— Requirement —
Rewrite the records below as a numbered list with one line per entry, and leave out any blank lines.

— Material for the task —
[start]

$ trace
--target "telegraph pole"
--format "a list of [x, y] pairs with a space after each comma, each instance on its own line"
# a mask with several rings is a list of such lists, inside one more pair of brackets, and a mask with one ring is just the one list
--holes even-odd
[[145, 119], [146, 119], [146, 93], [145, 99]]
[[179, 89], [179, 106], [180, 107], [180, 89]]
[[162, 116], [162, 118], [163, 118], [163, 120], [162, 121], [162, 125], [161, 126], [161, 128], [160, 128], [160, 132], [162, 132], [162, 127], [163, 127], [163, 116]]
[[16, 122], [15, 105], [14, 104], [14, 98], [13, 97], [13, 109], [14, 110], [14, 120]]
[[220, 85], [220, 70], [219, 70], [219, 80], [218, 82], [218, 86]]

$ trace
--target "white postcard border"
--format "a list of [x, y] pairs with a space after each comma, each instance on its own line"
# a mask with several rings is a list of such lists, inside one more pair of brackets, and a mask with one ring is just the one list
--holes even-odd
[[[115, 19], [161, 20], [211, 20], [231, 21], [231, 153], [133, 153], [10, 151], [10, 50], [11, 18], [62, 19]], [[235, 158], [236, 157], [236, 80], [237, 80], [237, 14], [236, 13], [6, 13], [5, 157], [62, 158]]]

[end]

— Output of the task —
1. $ trace
2. --target "telegraph pole"
3. --format "a list of [x, y] pairs with a space after each comma, each instance on its own line"
4. # a mask with several rings is a list of such lists, inside one more pair of brackets, and a mask with one ring is just the one list
5. --holes even-odd
6. [[145, 119], [146, 119], [146, 93], [145, 99]]
7. [[179, 89], [179, 106], [180, 107], [180, 89]]
8. [[162, 116], [162, 118], [163, 118], [163, 120], [162, 121], [162, 125], [161, 126], [161, 128], [160, 128], [160, 132], [162, 132], [162, 127], [163, 127], [163, 116]]
9. [[16, 122], [15, 105], [14, 104], [14, 98], [13, 97], [13, 109], [14, 110], [14, 120]]
10. [[220, 85], [220, 70], [219, 70], [219, 80], [218, 82], [218, 86]]
11. $ trace
12. --target "white postcard border"
13. --format "a list of [x, y] pairs with a space after each comma, each instance on its own line"
14. # a mask with several rings is a list of such lists, inside one more pair of brackets, and a mask with one ring is just the one list
15. --holes even-odd
16. [[[115, 19], [161, 20], [211, 20], [231, 21], [231, 153], [133, 153], [10, 151], [10, 50], [11, 18], [62, 19]], [[235, 158], [236, 157], [236, 80], [237, 80], [237, 14], [236, 13], [6, 13], [5, 157], [62, 158]]]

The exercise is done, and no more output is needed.